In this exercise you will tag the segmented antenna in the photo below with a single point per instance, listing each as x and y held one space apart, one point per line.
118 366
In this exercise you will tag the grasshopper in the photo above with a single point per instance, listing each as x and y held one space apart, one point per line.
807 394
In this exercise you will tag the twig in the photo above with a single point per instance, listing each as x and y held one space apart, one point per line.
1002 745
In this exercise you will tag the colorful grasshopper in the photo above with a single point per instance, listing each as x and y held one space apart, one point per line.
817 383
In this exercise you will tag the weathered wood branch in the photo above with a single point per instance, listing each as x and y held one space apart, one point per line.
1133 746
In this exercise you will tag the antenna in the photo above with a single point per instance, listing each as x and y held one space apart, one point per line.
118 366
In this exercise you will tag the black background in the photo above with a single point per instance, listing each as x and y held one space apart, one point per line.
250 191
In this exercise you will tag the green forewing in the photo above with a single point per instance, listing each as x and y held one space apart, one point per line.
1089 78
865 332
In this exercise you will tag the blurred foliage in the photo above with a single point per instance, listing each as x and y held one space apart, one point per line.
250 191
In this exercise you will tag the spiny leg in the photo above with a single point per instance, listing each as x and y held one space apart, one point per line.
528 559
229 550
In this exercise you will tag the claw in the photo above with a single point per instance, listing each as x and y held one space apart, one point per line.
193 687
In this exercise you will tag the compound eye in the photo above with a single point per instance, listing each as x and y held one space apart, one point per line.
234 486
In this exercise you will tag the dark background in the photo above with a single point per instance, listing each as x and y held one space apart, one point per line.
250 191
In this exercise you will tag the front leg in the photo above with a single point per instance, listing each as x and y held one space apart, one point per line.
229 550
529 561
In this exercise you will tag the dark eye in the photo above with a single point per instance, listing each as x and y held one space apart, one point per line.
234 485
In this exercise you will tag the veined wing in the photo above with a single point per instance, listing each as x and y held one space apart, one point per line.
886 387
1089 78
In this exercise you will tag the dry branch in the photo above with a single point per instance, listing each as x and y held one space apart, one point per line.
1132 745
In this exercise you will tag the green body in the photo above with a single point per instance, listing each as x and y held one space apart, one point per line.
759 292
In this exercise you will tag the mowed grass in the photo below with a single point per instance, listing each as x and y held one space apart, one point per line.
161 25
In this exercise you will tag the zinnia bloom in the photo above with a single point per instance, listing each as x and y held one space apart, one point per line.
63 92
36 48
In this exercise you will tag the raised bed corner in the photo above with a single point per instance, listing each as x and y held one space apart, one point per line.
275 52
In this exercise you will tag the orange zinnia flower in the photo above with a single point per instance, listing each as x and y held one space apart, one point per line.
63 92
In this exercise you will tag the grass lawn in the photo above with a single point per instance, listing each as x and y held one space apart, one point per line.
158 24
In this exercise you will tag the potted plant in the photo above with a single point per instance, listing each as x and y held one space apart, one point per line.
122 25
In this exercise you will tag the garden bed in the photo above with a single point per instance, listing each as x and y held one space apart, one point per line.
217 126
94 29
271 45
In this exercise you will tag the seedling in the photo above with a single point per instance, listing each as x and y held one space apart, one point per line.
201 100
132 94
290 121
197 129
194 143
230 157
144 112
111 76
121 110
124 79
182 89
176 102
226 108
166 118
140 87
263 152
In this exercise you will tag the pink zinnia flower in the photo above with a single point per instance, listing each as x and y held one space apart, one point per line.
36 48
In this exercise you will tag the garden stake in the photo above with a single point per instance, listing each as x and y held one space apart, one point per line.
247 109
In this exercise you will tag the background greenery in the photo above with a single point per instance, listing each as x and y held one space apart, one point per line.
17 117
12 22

§ Set exercise:
Every entry should be printed again exactly as written.

§ The completed task:
In this exercise you will tag the segmented antenna in the photo below with a single point per instance, listing each as x and y held one space apart, one point per line.
118 366
In this exercise you will tag the grasshopper in the photo above with a single point per instance, listing each as x and y held one space apart, one point per line.
807 394
In this exercise you will tag the twig in the photo above with a single point per instance, listing each as x and y held one space apart, one point per line.
1002 745
In this exercise you will tag the colorful grasshopper in the photo above with a single point per instance, listing each as x and y held one space apart, one point per line.
817 383
In this exercise you will tag the weathered wood branch in the photo above with a single point per instance, listing each as x and y held one space apart, one point per line.
1133 746
In this exercise you will tag the antenna in the photo above with a single point per instance, listing each as x and y held one space apart, one point per line.
118 366
In this exercise you will tag the black background in the photo above with a single point per instance, listing each as x and y held one space apart, one point per line.
250 191
In this exercise you will tag the green forewing in the photo above with a single point per instance, listing each as x and y held one space apart, one point per line.
1089 78
865 332
In this exercise you will tag the blurred foliage in the photo above with a single point per instance, listing each as x and y held one space apart, one point per line.
250 191
In this exercise you will tag the spiny leg in the photo above with a single point per instance, listing each as x and y held one space apart, one point per line.
528 559
229 550
In this exercise you will tag the claw in the photo above with a single point per instance, listing each as x and y held one space apart, one point per line.
193 687
In this exercise you will tag the compound eye in the photo above with a single point per instance, listing each as x and y held one space apart, one point per line.
234 486
In this exercise you will tag the dark background in the photo above with a single point per instance, listing each as x and y held one space apart, one point per line.
250 191
In this exercise you will tag the front leg in the photo above with a single point per instance, listing each as x and y held one space apart, one point per line.
229 550
529 561
In this exercise you will tag the dark eye in the photo above with a single point per instance, listing each as x and y held one space apart, one point per line.
234 485
In this exercise you will tag the veined wing in the photo above with a single point per instance, listing each as x and y held one space apart, one point per line.
886 387
1089 78
In this exercise you will tag the dry branch in the photo above with a single point per instance, listing each as x and y held one space apart, one point per line.
1132 745
In this exercise you will tag the green body in the photo above with a single point per instance, listing each as x and y held one space apart, one point per line.
759 292
In this exercise you will tag the mowed grass in the photo below with a single point per instance, listing each as x and y held one space apart, one point per line.
161 25
In this exercise you will tag the zinnia bloom in the photo above with a single point per instance, listing each as x and y held one space apart, one point per line.
63 92
36 48
In this exercise you will tag the raised bed corner in the photo above with a single point per instance, listing each as x and y held one space apart, one point per line.
275 52
In this exercise you will tag the orange zinnia flower in the photo above with a single point per instance, listing each as x and y held one space apart, one point per line.
63 92
In this exercise you will tag the grass lawn in the photo above with a single point per instance, listing each as x and y held one space apart, one point per line.
158 24
In this exercise you will tag the potted plant in the photo above with a single point per instance, listing each as x and y held one space apart, one point per line.
122 25
In this exercise you will tag the garden bed in the photo above with a single point per instance, listing each as x and y held one space apart, one point per line.
217 126
94 29
271 45
In this exercise you will tag the seedling in the photo above with a single point per instance, listing each as x and y held one space apart, one point per line.
201 100
132 94
290 121
197 129
194 143
230 157
144 112
111 76
121 110
124 79
182 89
176 102
226 108
166 118
140 87
263 152
In this exercise you will tag the pink zinnia flower in the photo above with a single point per instance, listing each as x and y held one space apart, one point per line.
36 48
In this exercise you will tag the garden stake in the photo above with a single point per instance, listing each as x and y held one space apart, one point per line.
247 109
In this exercise you will tag the background greenery in the photo above with a single point per instance, listing each as x and y held one space apart, one point per line.
17 117
12 22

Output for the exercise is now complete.